** start of Text passage **

Pico

Posted on Apr 18

How Commit Scores npm Packages: The Methodology Behind getcommit.dev/audit

#javascript #security #npm #opensource

How Commit Scores npm Packages: The Methodology Behind getcommit.dev/audit

On April 1st, 2026, axios was compromised. 101 million downloads per week. npm audit showed zero issues. Behavioral commitment scoring had it flagged as CRITICAL months before anyone filed a CVE. This article explains exactly how that works.

When I published the axios postmortem, the most common question was: "How does your scoring actually work? Show me the math."

Fair question. If you're going to trust a tool with your dependency decisions, you should be able to inspect, debate, and reject specific choices in the methodology. This is that article.

The Problem: npm audit Answers the Wrong Question

npm audit is a CVE scanner. It checks a package's version against a database of known vulnerabilities. When a CVE is filed, catalogued, and propagated, your tool will catch it.

That's useful. But it answers the wrong question for a specific class of supply chain risk.

** end of Text passage **
** start of Provided information **

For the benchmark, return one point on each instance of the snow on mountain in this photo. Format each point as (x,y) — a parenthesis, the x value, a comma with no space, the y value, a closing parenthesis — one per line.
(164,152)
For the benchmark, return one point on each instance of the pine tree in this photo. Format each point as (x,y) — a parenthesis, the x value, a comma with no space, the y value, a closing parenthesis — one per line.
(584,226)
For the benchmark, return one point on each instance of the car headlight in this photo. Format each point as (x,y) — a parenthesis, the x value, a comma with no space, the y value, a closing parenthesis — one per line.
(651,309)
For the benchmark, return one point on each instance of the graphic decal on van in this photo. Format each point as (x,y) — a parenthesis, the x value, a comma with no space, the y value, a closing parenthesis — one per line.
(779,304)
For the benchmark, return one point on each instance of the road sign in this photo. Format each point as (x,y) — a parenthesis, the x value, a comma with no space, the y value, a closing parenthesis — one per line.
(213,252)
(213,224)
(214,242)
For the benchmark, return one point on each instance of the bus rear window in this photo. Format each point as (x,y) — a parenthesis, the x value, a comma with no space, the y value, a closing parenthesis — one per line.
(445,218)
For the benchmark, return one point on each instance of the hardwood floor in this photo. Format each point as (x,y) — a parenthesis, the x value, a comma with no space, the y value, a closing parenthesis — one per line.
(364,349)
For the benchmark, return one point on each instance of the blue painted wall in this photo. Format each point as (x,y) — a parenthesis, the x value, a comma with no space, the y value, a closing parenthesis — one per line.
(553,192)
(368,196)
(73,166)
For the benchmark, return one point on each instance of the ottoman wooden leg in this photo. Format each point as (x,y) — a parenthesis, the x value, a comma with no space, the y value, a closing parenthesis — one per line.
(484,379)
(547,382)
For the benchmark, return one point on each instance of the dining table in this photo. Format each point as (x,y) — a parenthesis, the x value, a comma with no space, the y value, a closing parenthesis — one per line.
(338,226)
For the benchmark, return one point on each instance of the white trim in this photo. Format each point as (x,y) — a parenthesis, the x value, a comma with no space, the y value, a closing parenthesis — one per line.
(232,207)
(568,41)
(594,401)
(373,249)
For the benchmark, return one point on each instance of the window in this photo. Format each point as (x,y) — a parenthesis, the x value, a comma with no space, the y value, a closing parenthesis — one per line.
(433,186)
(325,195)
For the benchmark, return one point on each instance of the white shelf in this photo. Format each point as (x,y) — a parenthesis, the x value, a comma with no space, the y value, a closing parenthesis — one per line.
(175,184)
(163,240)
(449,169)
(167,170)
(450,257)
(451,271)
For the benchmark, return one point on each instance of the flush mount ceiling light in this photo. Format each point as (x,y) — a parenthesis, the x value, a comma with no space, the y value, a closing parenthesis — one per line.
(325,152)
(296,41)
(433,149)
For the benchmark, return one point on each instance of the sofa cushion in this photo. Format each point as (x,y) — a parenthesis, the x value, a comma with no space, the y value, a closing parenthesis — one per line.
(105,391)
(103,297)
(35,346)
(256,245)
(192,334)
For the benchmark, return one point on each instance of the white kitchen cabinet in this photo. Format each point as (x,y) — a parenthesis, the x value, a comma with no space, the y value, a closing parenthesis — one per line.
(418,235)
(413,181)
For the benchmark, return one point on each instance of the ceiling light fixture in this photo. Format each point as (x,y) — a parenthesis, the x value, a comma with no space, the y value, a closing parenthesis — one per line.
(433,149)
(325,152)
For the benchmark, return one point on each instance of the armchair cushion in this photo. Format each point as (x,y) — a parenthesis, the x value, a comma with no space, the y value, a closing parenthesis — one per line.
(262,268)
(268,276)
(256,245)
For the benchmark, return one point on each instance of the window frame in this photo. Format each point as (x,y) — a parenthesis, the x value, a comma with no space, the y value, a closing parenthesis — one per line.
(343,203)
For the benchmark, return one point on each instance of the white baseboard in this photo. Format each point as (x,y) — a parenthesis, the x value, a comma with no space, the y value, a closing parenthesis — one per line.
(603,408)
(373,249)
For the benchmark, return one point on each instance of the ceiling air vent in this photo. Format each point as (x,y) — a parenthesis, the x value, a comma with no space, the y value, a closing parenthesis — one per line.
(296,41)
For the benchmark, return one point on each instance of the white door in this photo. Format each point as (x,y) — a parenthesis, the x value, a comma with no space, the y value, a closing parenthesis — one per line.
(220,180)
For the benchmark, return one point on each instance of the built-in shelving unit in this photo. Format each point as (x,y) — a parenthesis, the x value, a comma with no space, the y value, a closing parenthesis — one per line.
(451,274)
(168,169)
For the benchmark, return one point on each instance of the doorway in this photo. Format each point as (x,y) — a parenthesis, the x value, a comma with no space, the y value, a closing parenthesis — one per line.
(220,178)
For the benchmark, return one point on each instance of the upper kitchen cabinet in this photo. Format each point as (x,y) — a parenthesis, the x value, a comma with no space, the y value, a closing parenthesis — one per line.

** end of Provided information **

◆ Task A ◆
Answer each question from the npm scoring article.
(i) On what date was axios compromised?
(ii) What did the author identify as the most common question after publishing the axios postmortem?
(iii) Against what does npm audit check a package's version?
◆ Task B ◆
Using the npm scoring article, explain why the author considers it important to publish the methodology behind the scoring.

◆ Complete response A ◆
(i) April 1st, 2026.
(ii) "How does your scoring actually work? Show me the math."
(iii) A database of known vulnerabilities.

◆ Complete response B ◆
Anyone who trusts a tool with their dependency decisions should be able to inspect, debate, and reject specific choices in its methodology. The article was also written in response to the most common question about the axios postmortem, which asked how the scoring actually works.